Problem 1
Based on the text about wood-e, decide whether each statement agrees with it. Answer yes or no for each, and quote the deciding words. (a) wood-e carries two electric microphones. (b) wood-e is hard of hearing. (c) The idea for wood-e came after a group research project on The Senster.

Being of the inquisitive kind, wood-e enjoys listening for the loudest shout, whistle, bump or crash in the vicinity. As he would no doubt himself attest to – if he could – he’s not exactly one of the hard of hearing. Sporting two quite sensitive electric microphones, this curious cube tries his best at picking out the most dominant sound source with his attentive, blinking gaze.
Conception of WOOD-e
Coming from a group research project on The Senster the next step was to think of ideas for our class’s follow-up Tamagatchi project.
I went through an extensive period of brainstorming where I looked at numerous things. One of the initial thoughts I had was to explore different physical human interactions based on their basic senses and try to figure out which ones were more intuitive than others.

Problem 2
In the listing, substitute "bowl" for "basin" from the line with "Find the sink" to the line with "[(469, 388)]", keeping everything else the same. Give only those lines.

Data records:
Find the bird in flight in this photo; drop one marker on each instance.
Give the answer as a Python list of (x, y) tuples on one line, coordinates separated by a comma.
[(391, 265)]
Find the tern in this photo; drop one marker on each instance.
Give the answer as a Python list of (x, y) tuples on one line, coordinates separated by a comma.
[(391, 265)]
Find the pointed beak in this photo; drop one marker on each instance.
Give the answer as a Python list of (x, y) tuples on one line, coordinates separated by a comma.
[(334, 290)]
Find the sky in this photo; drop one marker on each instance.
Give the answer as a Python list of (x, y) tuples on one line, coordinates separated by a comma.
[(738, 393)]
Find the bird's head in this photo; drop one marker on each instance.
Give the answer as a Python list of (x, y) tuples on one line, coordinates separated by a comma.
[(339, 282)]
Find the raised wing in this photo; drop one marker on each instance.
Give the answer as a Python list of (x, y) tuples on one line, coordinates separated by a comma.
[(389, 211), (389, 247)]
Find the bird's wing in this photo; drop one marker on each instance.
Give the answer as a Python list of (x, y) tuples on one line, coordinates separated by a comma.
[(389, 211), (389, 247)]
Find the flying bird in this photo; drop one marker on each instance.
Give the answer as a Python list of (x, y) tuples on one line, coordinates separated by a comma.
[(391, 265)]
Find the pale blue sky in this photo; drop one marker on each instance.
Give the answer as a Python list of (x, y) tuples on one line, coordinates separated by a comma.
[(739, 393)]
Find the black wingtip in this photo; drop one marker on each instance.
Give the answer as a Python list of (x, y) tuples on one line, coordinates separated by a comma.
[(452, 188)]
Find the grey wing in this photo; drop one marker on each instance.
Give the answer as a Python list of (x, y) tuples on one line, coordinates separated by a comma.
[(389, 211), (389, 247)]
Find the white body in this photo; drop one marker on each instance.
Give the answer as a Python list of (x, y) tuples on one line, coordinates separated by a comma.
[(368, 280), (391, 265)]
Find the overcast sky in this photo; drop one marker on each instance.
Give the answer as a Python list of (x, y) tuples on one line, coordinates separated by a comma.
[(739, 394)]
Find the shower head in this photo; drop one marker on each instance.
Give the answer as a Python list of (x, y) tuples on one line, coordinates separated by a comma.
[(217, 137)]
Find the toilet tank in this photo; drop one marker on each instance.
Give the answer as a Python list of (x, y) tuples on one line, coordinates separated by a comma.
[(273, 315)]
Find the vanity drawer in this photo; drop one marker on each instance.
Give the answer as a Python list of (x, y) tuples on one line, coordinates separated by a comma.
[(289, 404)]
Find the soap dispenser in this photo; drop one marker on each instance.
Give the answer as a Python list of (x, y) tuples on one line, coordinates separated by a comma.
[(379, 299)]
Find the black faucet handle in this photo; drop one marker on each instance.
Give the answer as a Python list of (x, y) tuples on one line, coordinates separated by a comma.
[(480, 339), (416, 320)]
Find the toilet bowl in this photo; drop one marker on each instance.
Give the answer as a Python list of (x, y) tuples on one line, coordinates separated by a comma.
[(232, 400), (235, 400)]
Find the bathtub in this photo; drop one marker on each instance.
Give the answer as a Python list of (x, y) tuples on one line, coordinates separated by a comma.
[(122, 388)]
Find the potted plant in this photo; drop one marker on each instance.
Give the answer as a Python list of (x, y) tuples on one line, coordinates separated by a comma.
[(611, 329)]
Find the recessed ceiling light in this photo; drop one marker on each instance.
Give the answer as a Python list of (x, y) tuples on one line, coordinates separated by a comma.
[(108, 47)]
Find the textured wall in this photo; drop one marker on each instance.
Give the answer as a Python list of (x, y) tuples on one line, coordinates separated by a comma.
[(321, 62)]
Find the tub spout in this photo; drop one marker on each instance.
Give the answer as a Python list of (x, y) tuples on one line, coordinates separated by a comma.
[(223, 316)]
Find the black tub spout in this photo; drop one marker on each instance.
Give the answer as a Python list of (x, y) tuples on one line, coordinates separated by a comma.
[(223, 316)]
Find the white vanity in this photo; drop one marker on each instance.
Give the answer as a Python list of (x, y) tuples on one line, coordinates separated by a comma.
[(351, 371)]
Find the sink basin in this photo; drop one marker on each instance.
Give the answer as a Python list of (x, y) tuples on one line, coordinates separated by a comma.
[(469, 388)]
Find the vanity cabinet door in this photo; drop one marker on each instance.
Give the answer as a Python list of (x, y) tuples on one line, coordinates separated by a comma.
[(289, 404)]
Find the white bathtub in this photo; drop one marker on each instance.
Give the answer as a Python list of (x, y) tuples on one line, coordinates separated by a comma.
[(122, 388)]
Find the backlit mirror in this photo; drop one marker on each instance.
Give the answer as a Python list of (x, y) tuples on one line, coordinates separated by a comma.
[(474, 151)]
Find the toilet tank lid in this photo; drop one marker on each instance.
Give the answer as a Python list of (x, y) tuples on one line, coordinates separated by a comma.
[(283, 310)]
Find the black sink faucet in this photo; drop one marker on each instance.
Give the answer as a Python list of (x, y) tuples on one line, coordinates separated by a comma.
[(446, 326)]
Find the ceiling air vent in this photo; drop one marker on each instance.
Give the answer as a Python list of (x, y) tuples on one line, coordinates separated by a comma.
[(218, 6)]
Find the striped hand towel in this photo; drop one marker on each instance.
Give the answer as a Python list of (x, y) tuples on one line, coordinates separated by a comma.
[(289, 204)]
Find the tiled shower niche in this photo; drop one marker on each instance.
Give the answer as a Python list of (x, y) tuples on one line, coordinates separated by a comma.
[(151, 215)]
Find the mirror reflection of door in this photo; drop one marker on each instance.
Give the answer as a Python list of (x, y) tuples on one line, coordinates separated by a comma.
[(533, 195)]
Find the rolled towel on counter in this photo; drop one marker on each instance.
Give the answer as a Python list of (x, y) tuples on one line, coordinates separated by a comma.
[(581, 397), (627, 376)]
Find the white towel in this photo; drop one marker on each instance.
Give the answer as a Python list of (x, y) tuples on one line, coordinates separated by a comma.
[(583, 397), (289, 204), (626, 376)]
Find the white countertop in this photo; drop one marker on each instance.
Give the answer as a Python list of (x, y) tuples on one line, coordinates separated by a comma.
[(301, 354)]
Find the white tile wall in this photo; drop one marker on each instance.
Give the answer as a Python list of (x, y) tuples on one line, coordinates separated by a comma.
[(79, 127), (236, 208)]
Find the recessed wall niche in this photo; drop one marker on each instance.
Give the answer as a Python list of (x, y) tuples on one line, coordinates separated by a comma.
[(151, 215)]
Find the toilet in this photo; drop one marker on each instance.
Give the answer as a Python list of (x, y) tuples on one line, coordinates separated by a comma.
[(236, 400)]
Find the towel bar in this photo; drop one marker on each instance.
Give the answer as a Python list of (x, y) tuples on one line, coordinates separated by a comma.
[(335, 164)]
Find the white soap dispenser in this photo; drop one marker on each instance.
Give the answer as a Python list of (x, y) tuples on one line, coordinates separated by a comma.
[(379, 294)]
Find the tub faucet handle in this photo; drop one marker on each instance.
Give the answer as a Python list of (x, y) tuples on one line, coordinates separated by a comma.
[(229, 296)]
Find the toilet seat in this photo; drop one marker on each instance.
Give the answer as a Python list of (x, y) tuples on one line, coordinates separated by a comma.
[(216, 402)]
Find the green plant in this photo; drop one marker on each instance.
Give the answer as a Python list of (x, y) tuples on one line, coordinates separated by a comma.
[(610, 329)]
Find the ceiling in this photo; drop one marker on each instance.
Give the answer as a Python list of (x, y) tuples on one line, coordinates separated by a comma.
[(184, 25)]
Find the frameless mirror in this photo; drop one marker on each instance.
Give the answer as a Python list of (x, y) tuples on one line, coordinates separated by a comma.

Written answer 1
(a) Yes: "Sporting two quite sensitive electric microphones"
(b) No: "he’s not exactly one of the hard of hearing."
(c) Yes: "Coming from a group research project on The Senster the next step was to think of ideas for our class’s follow-up Tamagatchi project."

Written answer 2
Find the sink bowl in this photo; drop one marker on each instance.
Give the answer as a Python list of (x, y) tuples on one line, coordinates separated by a comma.
[(469, 388)]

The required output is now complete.